═════ TESTO DI LETTURA ═════

Gli effetti appartengono al divertimento, nel senso letterale del termine: dis-vertere, distogliere l'attenzione da questioni più gravi.
Acquafan, Jesolo
L'immersione nei luoghi dell'intrattenimento notturno ne è una prova.
Una nuova sociologia del loisir (del piacere), s'impone, a partire dal riconoscimento che tale "piacere" si attua, si progetta, si utilizza, non più nel tempo libero (quel tempo che, come dice la parola – ma pochi s'erano accorti....- era ritagliato dal lavoro salariato in modo da rifornire energie per poter ritornare a lavorare!), ma nel tempo liberato (quel tempo che possiamo dedicare ad attività diverse e in cui il soggetto si autoorienta).
Il luogo per eccellenza di questa liberazione, ma anche di una nuova progettazione, è il tempo della notte, là dove gli effetti raggiungono la loro massima illuminazione. Dove ogni percezione è moltiplicata ed acuita, inedita ed irripetibile, cybercizzata e, nello stesso tempo, socializzata.
La sociologia del loisir, come sostiene Everardo Minardi (Everardo Minardi, a cura, I parchi di divertimento nella società del loisir, Franco Angeli 1998 e soprattutto, per quanto qui attiene, Economia e sociologia della notte. Percorsi e sistemi di analisi, Homeless, 2000) pretende e produce una nuova percezione della realtà.

═════

__CONSEGNA A__:
Riporta il passo del testo sulla sociologia del loisir compreso tra "Una nuova sociologia" e "soggetto si autoorienta).", estremi inclusi.
__CONSEGNA B__:
Prosegui il testo sulla sociologia del loisir dopo la sua ultima frase.

═════ DATI REGISTRATI ═════

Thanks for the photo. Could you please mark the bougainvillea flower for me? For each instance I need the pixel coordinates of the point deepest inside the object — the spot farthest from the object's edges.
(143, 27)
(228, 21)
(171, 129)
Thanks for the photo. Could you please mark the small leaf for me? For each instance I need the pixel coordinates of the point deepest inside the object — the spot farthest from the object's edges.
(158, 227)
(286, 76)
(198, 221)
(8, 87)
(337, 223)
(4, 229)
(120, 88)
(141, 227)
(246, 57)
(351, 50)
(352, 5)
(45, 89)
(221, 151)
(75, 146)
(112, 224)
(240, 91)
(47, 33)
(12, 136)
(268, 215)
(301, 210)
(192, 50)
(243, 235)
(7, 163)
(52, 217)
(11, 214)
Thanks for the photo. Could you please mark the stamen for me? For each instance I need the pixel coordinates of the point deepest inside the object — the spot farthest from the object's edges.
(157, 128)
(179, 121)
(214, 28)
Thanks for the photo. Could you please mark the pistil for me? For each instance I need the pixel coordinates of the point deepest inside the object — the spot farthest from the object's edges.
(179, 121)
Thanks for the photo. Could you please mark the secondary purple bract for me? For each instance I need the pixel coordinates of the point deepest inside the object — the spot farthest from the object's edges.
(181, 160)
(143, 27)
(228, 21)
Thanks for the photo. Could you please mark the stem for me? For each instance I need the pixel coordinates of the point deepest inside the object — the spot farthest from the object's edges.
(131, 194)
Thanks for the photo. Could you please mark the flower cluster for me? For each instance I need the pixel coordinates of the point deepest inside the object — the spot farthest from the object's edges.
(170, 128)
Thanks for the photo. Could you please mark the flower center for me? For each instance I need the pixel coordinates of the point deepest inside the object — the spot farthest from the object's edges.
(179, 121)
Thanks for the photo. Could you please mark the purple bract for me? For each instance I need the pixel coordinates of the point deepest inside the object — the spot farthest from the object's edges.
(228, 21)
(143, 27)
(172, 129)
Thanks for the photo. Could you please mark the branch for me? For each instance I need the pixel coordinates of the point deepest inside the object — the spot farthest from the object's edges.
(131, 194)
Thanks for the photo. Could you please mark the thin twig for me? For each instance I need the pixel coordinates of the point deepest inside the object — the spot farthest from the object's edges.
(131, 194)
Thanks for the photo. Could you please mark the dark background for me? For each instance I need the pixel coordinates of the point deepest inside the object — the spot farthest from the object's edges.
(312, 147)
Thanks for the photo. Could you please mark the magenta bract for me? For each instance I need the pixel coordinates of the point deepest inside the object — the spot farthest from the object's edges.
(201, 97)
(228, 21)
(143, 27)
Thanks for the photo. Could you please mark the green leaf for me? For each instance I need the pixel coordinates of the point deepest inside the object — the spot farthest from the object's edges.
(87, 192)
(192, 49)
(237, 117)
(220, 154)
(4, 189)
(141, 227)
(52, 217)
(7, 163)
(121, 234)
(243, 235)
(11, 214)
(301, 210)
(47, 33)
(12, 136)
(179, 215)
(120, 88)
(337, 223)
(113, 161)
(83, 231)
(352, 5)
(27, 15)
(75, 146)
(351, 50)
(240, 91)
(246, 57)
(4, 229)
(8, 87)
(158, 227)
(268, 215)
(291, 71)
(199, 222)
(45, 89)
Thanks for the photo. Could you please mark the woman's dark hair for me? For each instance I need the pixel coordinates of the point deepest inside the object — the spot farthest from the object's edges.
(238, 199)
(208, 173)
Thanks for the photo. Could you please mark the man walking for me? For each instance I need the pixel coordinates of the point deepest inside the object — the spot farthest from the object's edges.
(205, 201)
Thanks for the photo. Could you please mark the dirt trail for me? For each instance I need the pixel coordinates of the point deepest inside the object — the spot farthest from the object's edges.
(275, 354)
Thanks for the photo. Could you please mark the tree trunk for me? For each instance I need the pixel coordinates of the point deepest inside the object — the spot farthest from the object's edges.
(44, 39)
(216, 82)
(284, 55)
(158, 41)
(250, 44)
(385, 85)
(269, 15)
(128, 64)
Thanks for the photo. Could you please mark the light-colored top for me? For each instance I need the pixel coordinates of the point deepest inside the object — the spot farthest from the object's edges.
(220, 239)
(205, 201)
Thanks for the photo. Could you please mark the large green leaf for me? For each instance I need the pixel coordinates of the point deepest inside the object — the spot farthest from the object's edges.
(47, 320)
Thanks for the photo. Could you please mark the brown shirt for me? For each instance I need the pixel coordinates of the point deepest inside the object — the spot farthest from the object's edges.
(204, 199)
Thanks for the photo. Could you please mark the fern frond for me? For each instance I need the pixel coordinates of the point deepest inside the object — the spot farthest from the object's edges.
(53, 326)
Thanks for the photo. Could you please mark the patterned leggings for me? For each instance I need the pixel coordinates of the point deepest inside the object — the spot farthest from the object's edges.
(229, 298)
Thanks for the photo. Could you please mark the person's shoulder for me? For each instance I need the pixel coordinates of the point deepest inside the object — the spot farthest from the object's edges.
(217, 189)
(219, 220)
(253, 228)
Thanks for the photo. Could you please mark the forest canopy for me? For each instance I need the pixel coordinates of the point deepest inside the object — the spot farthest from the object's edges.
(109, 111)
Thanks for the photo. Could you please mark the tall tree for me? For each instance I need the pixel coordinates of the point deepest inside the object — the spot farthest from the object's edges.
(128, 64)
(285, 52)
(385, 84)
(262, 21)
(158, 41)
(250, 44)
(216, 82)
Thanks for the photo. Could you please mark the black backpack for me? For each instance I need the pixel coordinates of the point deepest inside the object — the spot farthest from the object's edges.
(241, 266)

═════

__RISPOSTA ATTESA A__:
Una nuova sociologia del loisir (del piacere), s'impone, a partire dal riconoscimento che tale "piacere" si attua, si progetta, si utilizza, non più nel tempo libero (quel tempo che, come dice la parola – ma pochi s'erano accorti....- era ritagliato dal lavoro salariato in modo da rifornire energie per poter ritornare a lavorare!), ma nel tempo liberato (quel tempo che possiamo dedicare ad attività diverse e in cui il soggetto si autoorienta).

__RISPOSTA ATTESA B__:
Da quest'ultimo libro vorrei citare quanto segue, per cominciare a comprendere quale sia l'entità delle mutazioni in gioco nell'esperienza attuale del piacere: Provate a cambiare le rappresentazioni del tempo e cambierete il mondo!". Questa potrebbe essere l'espressione con cui affrontare il problema della riorganizzazione dei tempi del giorno e della notte: tempi che si sovrappongono, s'intrecciano, sono sottoposti a crescenti trasposizioni così da renderli non più immediatamente conoscibili come momenti separati, contesti sociali e culturali caratterizzati dalla discontinuità. Nello slittamento di un tempo nell'altro so confondono le pratiche sociali, si contaminano le regole dei comportamenti sociali, si rompono i recinti istituzionali delle interazioni e degli scambi di mercato, si disperdono i significati di mondi e di universi simbolici tradizionalmente molto ben differenziati
(p. 9).
Per chi voglia approfondire la questione specifica del rapporto che intercorre tra la progettazione, il consumo e la percezione dei nuovi spazi d'esperienza di intrattenimento (entertainment) può ricorrere alla bibliografia citata alla fine.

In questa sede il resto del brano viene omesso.